╭──

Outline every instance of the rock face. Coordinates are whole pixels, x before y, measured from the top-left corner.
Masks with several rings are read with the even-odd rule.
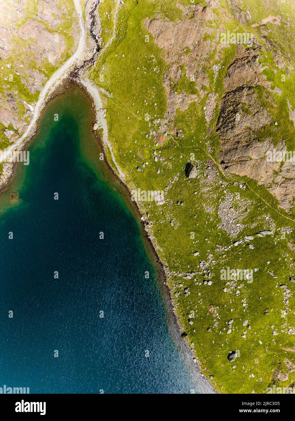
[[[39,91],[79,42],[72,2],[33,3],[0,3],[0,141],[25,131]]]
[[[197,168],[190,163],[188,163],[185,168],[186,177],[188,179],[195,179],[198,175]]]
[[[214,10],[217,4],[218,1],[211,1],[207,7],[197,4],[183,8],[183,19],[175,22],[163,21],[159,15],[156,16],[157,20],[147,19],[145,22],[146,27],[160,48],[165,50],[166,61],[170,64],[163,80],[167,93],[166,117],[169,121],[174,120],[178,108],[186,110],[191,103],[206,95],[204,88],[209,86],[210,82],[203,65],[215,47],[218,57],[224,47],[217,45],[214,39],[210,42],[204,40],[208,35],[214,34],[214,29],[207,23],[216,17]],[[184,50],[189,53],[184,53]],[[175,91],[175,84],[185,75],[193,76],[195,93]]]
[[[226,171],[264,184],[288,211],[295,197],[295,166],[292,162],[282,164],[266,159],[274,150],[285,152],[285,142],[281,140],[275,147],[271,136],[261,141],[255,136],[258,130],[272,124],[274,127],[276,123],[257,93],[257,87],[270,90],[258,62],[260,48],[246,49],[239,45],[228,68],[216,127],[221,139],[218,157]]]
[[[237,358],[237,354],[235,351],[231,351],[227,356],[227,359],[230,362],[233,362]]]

╰──
╭──

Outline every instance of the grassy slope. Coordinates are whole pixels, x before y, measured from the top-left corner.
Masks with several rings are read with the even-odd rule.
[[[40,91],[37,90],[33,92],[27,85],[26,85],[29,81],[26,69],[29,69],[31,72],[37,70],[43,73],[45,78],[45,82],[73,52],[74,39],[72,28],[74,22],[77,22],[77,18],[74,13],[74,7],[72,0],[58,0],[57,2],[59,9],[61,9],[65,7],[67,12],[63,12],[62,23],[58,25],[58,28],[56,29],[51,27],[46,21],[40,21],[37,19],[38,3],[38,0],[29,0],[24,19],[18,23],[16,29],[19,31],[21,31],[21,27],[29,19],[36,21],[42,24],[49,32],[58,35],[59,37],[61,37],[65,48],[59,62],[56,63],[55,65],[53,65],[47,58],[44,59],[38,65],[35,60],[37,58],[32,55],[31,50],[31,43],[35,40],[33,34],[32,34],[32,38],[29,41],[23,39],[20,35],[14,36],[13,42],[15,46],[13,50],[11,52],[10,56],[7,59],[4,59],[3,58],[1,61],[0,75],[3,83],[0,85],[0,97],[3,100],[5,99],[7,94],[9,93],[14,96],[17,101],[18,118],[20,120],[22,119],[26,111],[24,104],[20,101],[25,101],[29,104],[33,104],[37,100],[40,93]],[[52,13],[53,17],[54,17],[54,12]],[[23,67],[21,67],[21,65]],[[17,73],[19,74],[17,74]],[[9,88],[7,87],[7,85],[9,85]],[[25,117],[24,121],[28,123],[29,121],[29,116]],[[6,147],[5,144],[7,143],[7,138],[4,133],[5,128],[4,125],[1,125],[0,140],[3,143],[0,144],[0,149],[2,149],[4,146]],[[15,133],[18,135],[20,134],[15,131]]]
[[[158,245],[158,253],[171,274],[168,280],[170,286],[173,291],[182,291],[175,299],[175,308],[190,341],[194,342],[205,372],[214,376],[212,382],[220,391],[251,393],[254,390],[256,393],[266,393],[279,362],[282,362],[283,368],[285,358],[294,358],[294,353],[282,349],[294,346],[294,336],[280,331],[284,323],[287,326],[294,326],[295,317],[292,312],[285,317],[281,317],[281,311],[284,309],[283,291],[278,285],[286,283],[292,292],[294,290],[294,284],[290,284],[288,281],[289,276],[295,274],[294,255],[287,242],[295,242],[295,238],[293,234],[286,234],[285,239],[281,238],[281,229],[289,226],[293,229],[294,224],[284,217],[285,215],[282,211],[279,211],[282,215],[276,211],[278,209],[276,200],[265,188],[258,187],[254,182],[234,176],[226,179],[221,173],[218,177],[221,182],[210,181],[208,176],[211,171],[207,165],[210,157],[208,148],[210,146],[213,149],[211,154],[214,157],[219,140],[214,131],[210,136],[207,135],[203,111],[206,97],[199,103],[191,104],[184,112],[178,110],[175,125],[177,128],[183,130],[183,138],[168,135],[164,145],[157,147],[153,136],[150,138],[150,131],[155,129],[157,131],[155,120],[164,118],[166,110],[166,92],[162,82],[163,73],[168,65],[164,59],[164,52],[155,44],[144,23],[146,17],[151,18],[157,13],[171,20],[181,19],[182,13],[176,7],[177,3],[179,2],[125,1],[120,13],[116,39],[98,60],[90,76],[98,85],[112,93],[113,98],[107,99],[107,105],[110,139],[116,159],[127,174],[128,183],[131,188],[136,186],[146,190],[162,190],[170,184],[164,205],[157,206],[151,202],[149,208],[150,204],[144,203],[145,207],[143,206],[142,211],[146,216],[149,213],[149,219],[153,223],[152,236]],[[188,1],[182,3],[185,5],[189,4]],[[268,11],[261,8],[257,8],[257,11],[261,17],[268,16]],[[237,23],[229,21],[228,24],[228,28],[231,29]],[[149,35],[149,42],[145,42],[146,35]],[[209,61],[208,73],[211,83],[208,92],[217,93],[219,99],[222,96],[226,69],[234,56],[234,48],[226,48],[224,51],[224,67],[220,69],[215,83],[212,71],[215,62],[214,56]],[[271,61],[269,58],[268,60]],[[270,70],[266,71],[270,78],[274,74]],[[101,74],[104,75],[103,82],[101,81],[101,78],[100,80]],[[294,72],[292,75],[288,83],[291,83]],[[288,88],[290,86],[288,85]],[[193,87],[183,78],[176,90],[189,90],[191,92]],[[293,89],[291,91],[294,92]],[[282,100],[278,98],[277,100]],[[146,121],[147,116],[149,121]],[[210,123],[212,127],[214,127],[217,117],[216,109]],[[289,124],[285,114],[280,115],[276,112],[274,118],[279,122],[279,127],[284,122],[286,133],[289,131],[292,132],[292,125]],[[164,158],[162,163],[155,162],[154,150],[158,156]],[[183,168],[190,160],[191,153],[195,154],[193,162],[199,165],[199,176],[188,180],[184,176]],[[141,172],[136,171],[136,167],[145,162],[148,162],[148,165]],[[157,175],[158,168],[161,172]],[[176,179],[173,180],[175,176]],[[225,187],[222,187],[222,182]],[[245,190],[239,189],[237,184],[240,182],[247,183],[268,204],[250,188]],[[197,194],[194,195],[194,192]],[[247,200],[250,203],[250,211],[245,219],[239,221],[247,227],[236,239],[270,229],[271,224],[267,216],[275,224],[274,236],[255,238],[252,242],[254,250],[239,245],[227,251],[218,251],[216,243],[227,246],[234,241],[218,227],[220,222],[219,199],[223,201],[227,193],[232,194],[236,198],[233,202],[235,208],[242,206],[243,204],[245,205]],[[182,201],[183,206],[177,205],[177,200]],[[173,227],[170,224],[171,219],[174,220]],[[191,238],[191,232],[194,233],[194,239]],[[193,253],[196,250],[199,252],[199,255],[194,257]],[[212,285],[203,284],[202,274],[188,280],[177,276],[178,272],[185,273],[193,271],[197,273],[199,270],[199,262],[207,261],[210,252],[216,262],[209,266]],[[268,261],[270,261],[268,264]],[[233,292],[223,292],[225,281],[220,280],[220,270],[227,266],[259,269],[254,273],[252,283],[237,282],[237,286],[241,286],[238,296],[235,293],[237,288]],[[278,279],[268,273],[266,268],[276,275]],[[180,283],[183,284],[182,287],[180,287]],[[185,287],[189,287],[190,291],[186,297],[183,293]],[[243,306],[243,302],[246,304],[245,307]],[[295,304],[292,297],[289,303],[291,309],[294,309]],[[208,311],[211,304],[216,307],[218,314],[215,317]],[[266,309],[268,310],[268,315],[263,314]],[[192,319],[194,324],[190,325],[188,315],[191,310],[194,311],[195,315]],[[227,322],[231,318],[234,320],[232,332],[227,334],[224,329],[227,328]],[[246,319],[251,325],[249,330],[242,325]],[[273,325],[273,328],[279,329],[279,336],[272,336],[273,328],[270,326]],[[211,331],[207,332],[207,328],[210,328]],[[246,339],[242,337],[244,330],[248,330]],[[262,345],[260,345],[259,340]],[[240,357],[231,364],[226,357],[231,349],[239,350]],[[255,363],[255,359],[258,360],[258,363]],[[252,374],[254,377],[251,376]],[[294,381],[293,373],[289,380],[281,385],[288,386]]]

╰──
╭──

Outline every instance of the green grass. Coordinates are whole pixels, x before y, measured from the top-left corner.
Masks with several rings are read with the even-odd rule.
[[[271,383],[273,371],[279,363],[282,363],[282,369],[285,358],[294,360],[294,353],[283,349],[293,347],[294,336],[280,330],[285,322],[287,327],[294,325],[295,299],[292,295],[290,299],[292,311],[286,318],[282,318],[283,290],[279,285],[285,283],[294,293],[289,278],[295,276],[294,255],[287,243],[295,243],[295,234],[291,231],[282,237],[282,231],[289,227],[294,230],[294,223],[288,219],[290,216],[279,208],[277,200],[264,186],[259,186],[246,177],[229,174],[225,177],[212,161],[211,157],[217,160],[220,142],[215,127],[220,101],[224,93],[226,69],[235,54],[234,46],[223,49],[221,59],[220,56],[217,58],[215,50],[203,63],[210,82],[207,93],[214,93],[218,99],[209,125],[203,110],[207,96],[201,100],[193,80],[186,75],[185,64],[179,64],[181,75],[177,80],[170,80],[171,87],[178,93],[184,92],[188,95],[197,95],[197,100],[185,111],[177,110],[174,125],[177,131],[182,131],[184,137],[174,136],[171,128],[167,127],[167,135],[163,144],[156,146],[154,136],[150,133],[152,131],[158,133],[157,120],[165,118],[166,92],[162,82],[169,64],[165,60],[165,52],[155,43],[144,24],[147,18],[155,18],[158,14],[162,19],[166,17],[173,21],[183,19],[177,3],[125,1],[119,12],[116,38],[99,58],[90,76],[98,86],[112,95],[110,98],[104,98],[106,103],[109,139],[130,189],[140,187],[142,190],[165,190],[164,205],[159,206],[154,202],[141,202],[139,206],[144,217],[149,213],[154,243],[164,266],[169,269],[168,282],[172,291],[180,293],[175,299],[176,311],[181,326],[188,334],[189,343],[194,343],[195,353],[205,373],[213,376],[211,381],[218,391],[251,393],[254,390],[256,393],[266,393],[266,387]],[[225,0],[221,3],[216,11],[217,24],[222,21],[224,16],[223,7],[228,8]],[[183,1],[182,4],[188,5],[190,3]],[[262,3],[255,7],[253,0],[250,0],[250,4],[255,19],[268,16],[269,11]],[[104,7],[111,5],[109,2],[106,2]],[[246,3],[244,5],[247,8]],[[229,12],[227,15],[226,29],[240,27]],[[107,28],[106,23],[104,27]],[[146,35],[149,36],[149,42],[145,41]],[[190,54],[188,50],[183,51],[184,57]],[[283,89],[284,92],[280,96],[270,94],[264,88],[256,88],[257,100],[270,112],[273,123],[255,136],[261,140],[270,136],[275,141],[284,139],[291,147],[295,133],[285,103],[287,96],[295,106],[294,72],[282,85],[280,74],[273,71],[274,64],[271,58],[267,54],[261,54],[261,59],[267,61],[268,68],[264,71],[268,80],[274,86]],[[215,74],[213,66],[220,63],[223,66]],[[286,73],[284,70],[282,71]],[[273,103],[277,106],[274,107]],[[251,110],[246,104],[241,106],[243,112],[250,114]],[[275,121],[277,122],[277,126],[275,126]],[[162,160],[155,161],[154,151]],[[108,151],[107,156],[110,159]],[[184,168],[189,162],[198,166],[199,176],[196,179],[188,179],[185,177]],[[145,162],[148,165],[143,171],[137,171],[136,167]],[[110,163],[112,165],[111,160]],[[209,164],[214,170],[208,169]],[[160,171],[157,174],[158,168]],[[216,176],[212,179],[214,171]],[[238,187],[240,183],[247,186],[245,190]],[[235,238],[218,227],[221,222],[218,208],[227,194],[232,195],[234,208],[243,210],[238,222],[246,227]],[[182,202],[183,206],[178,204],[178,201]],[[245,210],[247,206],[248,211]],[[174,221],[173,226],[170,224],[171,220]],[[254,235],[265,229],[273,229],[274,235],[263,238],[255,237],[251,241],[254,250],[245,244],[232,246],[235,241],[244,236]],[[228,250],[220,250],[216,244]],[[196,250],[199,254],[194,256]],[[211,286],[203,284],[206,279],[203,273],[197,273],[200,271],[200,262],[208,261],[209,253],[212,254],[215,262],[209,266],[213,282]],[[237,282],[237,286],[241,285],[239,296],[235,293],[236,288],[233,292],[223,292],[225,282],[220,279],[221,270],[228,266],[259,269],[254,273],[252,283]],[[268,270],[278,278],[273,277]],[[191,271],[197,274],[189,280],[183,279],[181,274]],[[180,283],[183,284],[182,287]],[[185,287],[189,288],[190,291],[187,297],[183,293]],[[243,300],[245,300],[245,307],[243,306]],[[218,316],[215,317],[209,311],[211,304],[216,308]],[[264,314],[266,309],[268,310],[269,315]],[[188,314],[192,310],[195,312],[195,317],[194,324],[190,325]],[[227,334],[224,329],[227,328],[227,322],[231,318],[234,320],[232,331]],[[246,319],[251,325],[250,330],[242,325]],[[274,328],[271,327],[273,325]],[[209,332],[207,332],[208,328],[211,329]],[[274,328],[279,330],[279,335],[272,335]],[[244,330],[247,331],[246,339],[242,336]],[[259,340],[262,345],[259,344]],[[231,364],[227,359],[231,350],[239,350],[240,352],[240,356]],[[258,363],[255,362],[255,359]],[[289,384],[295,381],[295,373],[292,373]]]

╰──

**Il problema:**
Restituisci ogni riga dei record in cui compare la parola "instance", rispettando maiuscole e minuscole.

**Output completo:**
Outline every instance of the rock face. Coordinates are whole pixels, x before y, measured from the top-left corner.
Outline every instance of the grassy slope. Coordinates are whole pixels, x before y, measured from the top-left corner.
Outline every instance of the green grass. Coordinates are whole pixels, x before y, measured from the top-left corner.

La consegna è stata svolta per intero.